Given request: Find and copy every line in the records that contains the word "leaf". Matching is case-sensitive.

Data section:
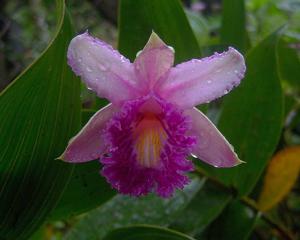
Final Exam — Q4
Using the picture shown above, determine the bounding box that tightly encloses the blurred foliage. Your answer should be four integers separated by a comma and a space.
0, 0, 300, 240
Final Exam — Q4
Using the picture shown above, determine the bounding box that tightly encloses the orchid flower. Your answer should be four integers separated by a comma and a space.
61, 32, 246, 197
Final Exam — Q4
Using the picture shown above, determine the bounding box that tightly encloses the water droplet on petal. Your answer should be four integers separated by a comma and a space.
121, 55, 126, 62
99, 64, 107, 72
136, 50, 142, 57
168, 46, 175, 53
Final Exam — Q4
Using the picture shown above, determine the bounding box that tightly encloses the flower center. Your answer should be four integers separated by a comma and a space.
133, 113, 167, 168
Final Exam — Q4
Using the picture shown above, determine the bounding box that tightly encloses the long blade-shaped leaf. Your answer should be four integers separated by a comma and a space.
0, 0, 80, 239
202, 29, 283, 195
104, 225, 194, 240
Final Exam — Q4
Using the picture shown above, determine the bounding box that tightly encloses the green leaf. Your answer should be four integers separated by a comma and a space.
65, 179, 204, 240
277, 39, 300, 94
0, 1, 80, 240
104, 225, 194, 240
258, 145, 300, 211
48, 109, 116, 221
119, 0, 201, 62
202, 31, 283, 195
204, 201, 258, 240
170, 182, 232, 236
49, 161, 116, 220
221, 0, 249, 52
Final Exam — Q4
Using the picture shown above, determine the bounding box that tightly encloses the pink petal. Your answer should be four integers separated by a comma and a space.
185, 108, 242, 168
68, 33, 140, 104
134, 32, 174, 93
59, 104, 118, 163
157, 48, 246, 108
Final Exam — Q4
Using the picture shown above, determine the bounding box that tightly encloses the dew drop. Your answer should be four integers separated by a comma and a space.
136, 50, 142, 57
168, 46, 175, 53
121, 56, 126, 62
99, 64, 107, 72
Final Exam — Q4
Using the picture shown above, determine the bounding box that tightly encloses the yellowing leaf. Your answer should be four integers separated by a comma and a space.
258, 146, 300, 211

Exercise output:
Using the picture shown above, determine the bounding box that tightly encloses the long blade-shaped leaf. Your answer should be four integers separated by a comma and a space.
Using the picture shown above, determine the bounding box that tightly encloses the green leaf. Your answer should be four integers separated by a comma and a space.
Using the picture shown above, determine the bounding box that tightly encloses the yellowing leaf. Your answer should be four integers separated by a comma and a space.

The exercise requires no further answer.